• _EXERCISE REQUIREMENTS_
Reproduce every line of the material below word for word, keeping each character, space and line break unchanged.

— START DATASET CONTENT —

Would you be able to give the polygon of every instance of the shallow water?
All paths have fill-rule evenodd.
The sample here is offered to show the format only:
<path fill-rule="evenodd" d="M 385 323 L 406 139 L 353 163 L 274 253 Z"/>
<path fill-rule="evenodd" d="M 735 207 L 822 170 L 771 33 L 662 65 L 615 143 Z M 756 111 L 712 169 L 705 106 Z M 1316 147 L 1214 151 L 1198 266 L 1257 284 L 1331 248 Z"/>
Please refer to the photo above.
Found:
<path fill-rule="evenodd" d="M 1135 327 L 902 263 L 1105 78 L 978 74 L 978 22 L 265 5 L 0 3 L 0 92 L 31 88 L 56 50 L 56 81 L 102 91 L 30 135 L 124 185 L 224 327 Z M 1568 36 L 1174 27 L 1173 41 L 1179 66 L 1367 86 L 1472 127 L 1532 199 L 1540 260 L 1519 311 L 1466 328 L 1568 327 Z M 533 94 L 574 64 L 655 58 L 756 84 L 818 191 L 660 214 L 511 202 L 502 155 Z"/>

— END DATASET CONTENT —

• _EXPECTED ANSWER_
Would you be able to give the polygon of every instance of the shallow water?
All paths have fill-rule evenodd.
The sample here is offered to show the format only:
<path fill-rule="evenodd" d="M 385 323 L 406 139 L 353 163 L 274 253 Z"/>
<path fill-rule="evenodd" d="M 735 207 L 822 170 L 771 33 L 662 65 L 615 143 Z M 756 111 L 712 169 L 705 106 Z M 1316 147 L 1214 151 L 1198 266 L 1257 284 L 1331 248 Z"/>
Please refer to the photo above.
Found:
<path fill-rule="evenodd" d="M 1135 327 L 902 263 L 1105 78 L 978 74 L 978 22 L 265 5 L 0 3 L 0 92 L 31 88 L 56 50 L 56 81 L 102 91 L 30 135 L 124 185 L 224 327 Z M 1568 36 L 1174 27 L 1173 41 L 1179 66 L 1367 86 L 1472 127 L 1532 199 L 1540 260 L 1519 311 L 1466 328 L 1568 327 Z M 533 94 L 574 64 L 655 58 L 756 84 L 818 191 L 660 214 L 511 202 L 502 155 Z"/>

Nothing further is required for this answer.